# ARTICLE
::::::
If anyone does this please post a photo! :-)

> While I love shortcuts, actually, my dream would be to
> never use them but to have a complete 1-1
> physical/hardware-functional/software interface. Can
> you imagine how cool it would be to never, ever stumble
> on a shortcut?

Yes.  But at some point the brain can become overloaded.  I have some
ham radios that have had feature creep to the point that they are no
longer possible to be operated without the manual open beside them.
That is bad.  Was it left function, right function, then action
button?  Or was it push and hold left function 1s until beep, then
action button?  Or right function hold 1s, left function, then action?
I have truly awful "computerized" radio like that.  Others with less
features are more usable because sometimes you don't have the manual
in front of you.

> How do fighter pilots do it? Then it must be super-fast,
> and no "fumbling" can ever be allowed?

Actually no.  I am a general aviation pilot (not a fighter pilot, I
fly taildragges) but the concept for fighters is HOTAS.  Hands On
Throttle-And-Stick.  Put the switches you need on either the throttle
or stick so they can be reached without removing hands from the flight
controls.

  https://en.wikipedia.org/wiki/HOTAS

Mostly when you do need to manipulate a switch not on either throttle
or stick you keep one hand on the control stick, leave the throttle in
the friction lock to hold it in place, and use the throttle hand to
flip switches.  And especially with radios there is always a lot of
fumbling.
::::::
# STATED TASK 1
Rewrite the part of the post about radio controls and fighter cockpits that opens with the words containing "That is bad." and closes with "function, then action?", replacing "beep" with "chime".
# STATED TASK 2
Continue the post about radio controls and fighter cockpits from where it stops.

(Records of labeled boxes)
::::::
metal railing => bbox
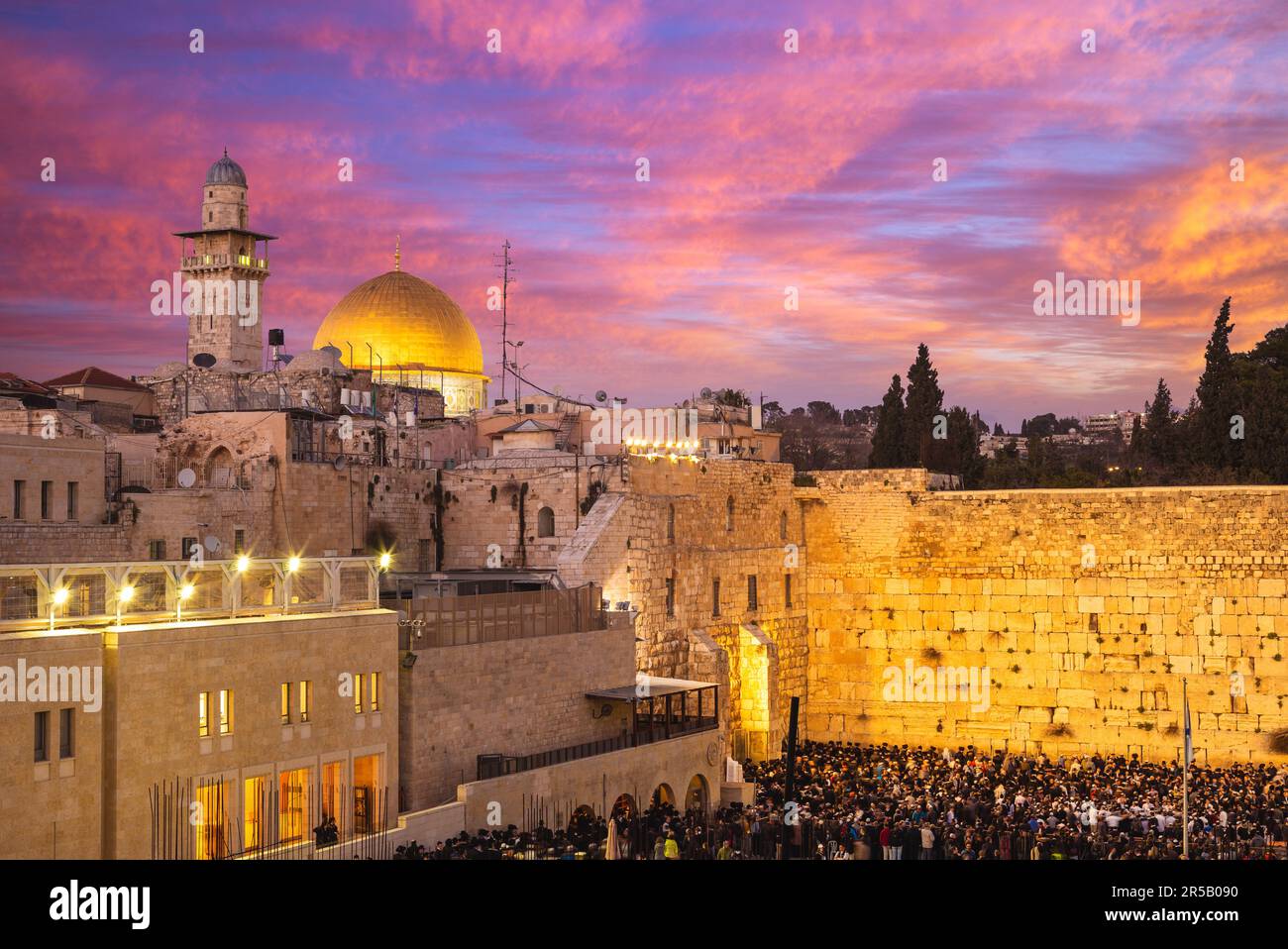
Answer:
[477,716,720,781]
[399,583,608,649]
[0,557,380,632]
::::::
# RIGHT ANSWER 1
That is bad.  Was it left function, right function, then action
button?  Or was it push and hold left function 1s until chime, then
action button?  Or right function hold 1s, left function, then action?

# RIGHT ANSWER 2
> I remember a flight simulator for the Mac, F/A-18 Hornet. It took up
> almost the entire keyboard.

Because the keyboard is a general purpose interface for human text it
doesn't really make a good match to an airplane cockpit.  Meaning that
it will be more complicated because there is a mapping from one to
another.  The keys are binary.  Most flight controls are analog.  And
therefore all are a compromise.

Note that many modern airliners have a full keyboard in the cockpit.
It is useful for entering flight plans and other data specific
details.  It folds up out of the way when not in active use.  But in
that role it is dedicated again to the task and not mapped to flight
controls as in the games.

> It was considered very realistic (at the time) but I take it reality
> is even more complex.

More and less.  When you are centered in the cockpit you can turn your
head and look around and everything makes sense around you.  But in a
game display this is difficult to achieve.  Plus the real aircraft
includes feeling the movement in your seat which also gives you
clues.  Perhaps it is more like flying an RC aircraft.

> They say programmers often take to flying when they get
> rich... (E.g., Woz, speaking of the accursed Apple world.)

When I get rich I will let you know.  Until then flying is one of the
things keeping me poor.  But I wouldn't give up flying for money.  It
is the other way around.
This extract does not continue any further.